'Dream Scenario' Review: The Agony and the Ecstasy of Nicolas Cage
A darkly comedic gem that gives the actor his best role in years.
Waiting for Nicolas Cage to freak out in a movie is like waiting for a beat to drop at an EDM concert. You know it’s coming, you’re primed, and when it finally arrives, it is nothing short of euphoric. In Norwegian director Kristoffer Borgli’s Dream Scenario, however, the moment takes its time, a choice that is emblematic of the film’s consistently clever use of its star.
Cage plays Paul Matthews, a middle-aged evolutionary biology professor whose classrooms are sparsely populated and who can’t seem to start writing the book on ant colonies he’s been thinking about for more than two decades. At home, he’s a bland family man with indifferent teenage daughters and a wife who is resigned to taking the lead in all aspects of their private life. Then Paul starts appearing in people’s dreams. Strangers recognize him in the street, former friends and lovers contact him out of the blue, and eventually, it becomes apparent that a sizable portion of the population has been affected. The thing about these dreams is that Paul doesn’t do much in them. He doesn’t start conversations or save anyone from burning buildings or chase them down corridors. He is just there, walking through the background, pleasantly and ambivalently surveying his surroundings.

INSTRUCTIONS:
• a. Please repeat the part of the Dream Scenario review that begins at the words "Waiting for Nicolas" and stops after "of its star.".
• b. Summarize the Dream Scenario review in two sentences.
The data that comes next was taken from a different source.

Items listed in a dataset
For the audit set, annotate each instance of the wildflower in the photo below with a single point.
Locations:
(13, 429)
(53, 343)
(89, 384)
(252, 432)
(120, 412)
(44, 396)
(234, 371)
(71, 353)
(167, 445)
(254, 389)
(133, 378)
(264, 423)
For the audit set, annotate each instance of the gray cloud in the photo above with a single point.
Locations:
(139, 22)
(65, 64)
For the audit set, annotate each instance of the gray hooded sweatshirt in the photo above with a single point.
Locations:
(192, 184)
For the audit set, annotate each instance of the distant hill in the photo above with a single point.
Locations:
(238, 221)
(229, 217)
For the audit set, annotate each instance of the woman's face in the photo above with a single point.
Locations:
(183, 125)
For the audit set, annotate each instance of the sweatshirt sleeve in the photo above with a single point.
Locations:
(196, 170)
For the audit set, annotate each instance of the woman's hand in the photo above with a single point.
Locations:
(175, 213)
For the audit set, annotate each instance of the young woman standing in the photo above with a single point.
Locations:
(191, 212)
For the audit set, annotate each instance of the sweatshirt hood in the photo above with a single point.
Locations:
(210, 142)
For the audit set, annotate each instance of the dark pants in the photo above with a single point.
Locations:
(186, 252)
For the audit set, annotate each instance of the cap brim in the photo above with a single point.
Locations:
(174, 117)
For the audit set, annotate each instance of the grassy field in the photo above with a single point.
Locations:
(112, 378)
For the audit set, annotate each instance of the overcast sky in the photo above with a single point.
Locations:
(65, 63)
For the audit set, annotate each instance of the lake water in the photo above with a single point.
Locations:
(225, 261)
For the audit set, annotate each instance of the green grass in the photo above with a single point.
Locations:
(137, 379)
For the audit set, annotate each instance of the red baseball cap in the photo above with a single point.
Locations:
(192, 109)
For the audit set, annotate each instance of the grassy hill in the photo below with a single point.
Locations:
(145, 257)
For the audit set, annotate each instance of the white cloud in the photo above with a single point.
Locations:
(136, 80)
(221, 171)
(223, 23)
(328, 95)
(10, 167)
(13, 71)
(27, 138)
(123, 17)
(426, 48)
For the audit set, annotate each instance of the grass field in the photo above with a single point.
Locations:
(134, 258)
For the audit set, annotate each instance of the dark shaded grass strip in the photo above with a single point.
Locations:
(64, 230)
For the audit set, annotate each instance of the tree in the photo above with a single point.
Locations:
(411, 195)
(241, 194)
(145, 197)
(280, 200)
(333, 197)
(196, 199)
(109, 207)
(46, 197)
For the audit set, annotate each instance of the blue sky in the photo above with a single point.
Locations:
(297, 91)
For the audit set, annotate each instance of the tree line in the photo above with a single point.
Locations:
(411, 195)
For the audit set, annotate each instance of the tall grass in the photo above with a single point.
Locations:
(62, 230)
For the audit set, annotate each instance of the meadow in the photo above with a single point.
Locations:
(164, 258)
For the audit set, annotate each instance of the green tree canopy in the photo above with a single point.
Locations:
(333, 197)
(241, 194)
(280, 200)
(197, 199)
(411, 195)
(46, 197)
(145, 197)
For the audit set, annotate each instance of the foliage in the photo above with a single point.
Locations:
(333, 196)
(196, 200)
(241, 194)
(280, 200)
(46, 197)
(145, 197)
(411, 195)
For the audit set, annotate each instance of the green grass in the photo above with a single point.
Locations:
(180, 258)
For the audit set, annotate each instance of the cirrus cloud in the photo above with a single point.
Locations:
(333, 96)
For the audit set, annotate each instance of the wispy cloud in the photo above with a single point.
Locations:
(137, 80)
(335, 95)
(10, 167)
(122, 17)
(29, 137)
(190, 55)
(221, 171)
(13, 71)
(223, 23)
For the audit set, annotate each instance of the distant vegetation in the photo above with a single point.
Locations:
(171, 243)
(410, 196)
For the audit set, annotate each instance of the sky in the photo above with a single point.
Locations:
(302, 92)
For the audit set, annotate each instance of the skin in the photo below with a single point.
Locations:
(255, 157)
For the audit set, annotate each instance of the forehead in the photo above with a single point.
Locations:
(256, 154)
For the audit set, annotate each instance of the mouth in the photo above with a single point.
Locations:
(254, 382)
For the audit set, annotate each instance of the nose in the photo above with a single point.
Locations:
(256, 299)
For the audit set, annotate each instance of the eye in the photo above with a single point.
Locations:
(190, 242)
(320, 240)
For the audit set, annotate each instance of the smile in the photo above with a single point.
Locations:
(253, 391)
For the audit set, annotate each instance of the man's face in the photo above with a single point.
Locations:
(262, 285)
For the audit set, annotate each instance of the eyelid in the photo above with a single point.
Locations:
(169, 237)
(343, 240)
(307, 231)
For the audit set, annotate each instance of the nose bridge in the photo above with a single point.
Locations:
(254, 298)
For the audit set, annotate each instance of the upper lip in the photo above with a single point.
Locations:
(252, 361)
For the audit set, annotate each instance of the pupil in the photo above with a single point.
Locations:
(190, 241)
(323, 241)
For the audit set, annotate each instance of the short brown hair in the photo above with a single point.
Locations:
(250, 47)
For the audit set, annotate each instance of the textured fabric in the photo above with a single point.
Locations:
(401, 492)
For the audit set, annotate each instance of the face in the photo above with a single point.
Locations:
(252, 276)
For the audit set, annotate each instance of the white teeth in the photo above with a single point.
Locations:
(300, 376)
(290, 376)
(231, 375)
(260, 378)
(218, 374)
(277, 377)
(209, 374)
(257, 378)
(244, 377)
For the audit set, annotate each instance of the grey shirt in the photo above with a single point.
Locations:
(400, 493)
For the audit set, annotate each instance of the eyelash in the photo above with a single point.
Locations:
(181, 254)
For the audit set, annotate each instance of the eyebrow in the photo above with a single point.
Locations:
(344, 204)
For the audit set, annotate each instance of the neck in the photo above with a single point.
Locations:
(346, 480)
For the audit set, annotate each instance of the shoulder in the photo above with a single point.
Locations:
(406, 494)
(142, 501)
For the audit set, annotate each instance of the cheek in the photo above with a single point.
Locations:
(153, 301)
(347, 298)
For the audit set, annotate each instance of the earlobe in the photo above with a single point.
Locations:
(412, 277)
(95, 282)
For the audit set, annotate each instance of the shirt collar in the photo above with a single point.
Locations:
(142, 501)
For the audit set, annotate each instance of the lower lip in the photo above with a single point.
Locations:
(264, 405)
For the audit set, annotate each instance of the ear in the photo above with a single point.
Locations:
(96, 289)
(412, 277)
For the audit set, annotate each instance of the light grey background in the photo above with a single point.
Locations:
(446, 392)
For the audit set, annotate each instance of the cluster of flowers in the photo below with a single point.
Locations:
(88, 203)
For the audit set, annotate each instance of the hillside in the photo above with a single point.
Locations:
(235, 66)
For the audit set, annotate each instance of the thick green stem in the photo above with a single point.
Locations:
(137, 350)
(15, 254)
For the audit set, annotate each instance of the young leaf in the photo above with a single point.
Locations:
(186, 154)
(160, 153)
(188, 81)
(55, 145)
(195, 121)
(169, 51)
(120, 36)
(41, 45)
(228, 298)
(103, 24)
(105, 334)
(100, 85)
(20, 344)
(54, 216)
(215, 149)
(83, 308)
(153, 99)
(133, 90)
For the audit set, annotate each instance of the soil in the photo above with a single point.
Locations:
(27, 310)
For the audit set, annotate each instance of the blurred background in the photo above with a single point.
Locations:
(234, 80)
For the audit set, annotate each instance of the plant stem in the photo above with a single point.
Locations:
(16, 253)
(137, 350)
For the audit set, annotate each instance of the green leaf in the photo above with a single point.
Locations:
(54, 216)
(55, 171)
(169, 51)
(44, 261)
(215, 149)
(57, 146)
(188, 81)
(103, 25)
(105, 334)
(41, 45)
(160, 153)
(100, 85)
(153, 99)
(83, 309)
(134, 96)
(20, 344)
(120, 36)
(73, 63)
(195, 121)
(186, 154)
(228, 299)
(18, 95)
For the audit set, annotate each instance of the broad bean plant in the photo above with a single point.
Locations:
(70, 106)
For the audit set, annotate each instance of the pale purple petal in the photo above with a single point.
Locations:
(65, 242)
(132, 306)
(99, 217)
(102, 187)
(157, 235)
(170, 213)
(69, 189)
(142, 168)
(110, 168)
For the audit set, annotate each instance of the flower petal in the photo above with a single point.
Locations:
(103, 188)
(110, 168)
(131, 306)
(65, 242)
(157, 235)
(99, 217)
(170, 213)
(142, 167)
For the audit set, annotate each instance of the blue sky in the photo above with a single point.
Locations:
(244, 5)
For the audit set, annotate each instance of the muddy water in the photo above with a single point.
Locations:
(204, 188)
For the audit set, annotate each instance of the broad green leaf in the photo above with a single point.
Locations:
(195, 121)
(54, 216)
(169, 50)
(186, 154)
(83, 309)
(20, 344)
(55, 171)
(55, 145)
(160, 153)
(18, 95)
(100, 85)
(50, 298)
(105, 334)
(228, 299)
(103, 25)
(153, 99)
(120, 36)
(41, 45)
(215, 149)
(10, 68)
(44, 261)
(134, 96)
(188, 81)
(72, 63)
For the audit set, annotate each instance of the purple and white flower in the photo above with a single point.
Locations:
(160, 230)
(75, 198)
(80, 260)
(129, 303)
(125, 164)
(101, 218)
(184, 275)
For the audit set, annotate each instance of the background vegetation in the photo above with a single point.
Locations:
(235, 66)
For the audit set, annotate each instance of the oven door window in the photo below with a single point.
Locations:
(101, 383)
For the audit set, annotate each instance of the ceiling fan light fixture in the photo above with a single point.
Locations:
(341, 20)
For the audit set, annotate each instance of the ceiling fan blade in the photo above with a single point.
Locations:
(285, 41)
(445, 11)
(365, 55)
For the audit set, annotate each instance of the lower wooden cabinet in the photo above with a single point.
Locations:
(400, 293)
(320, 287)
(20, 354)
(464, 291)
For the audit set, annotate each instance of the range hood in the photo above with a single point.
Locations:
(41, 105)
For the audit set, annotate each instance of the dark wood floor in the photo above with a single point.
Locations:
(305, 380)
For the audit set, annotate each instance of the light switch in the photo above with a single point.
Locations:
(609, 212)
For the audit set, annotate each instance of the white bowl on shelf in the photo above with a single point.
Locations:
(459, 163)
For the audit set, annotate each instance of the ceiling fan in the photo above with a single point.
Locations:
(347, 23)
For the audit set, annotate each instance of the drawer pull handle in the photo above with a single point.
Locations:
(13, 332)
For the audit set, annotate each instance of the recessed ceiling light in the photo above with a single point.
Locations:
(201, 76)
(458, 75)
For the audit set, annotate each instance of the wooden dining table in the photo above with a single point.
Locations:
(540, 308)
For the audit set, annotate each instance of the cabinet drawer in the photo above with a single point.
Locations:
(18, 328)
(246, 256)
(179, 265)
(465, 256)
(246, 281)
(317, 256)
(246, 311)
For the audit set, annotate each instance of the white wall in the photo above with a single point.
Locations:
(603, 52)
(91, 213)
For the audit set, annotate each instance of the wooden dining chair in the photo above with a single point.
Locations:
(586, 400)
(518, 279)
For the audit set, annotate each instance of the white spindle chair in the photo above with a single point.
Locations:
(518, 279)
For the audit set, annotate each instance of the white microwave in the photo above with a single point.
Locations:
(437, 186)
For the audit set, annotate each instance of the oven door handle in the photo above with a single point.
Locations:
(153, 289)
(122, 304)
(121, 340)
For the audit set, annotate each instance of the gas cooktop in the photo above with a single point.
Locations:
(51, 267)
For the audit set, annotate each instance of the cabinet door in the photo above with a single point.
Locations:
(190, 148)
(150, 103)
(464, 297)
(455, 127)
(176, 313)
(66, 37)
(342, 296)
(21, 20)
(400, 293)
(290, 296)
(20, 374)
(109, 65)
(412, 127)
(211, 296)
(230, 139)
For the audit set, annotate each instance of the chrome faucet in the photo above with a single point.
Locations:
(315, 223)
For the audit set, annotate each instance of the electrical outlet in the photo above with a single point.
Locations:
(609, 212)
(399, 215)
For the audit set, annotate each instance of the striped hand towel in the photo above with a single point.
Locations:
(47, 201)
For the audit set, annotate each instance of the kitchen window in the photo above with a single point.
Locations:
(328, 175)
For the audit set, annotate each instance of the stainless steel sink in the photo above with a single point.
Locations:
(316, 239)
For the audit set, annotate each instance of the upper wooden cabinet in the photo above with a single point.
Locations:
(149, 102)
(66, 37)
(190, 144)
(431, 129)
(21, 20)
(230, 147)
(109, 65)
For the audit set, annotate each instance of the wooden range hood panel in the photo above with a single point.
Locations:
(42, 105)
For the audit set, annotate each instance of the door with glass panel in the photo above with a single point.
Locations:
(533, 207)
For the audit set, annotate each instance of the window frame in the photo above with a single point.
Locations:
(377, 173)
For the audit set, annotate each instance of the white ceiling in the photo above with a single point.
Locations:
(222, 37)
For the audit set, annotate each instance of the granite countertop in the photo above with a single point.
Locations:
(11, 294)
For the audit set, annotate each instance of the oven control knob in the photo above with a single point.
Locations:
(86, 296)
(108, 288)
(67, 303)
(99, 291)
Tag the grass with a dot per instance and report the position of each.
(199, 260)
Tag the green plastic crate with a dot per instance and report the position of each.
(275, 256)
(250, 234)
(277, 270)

YOUR WRITTEN ANSWERS:
• a.
Waiting for Nicolas Cage to freak out in a movie is like waiting for a beat to drop at an EDM concert. You know it’s coming, you’re primed, and when it finally arrives, it is nothing short of euphoric. In Norwegian director Kristoffer Borgli’s Dream Scenario, however, the moment takes its time, a choice that is emblematic of the film’s consistently clever use of its star.

• b. The Dream Scenario review calls Norwegian director Kristoffer Borgli's film a darkly comedic gem that gives Nicolas Cage his best role in years and makes clever use of its star by letting his freak-out take its time. Cage plays Paul Matthews, a stalled evolutionary biology professor and bland family man who starts appearing in many people's dreams, where he does little more than walk through the background.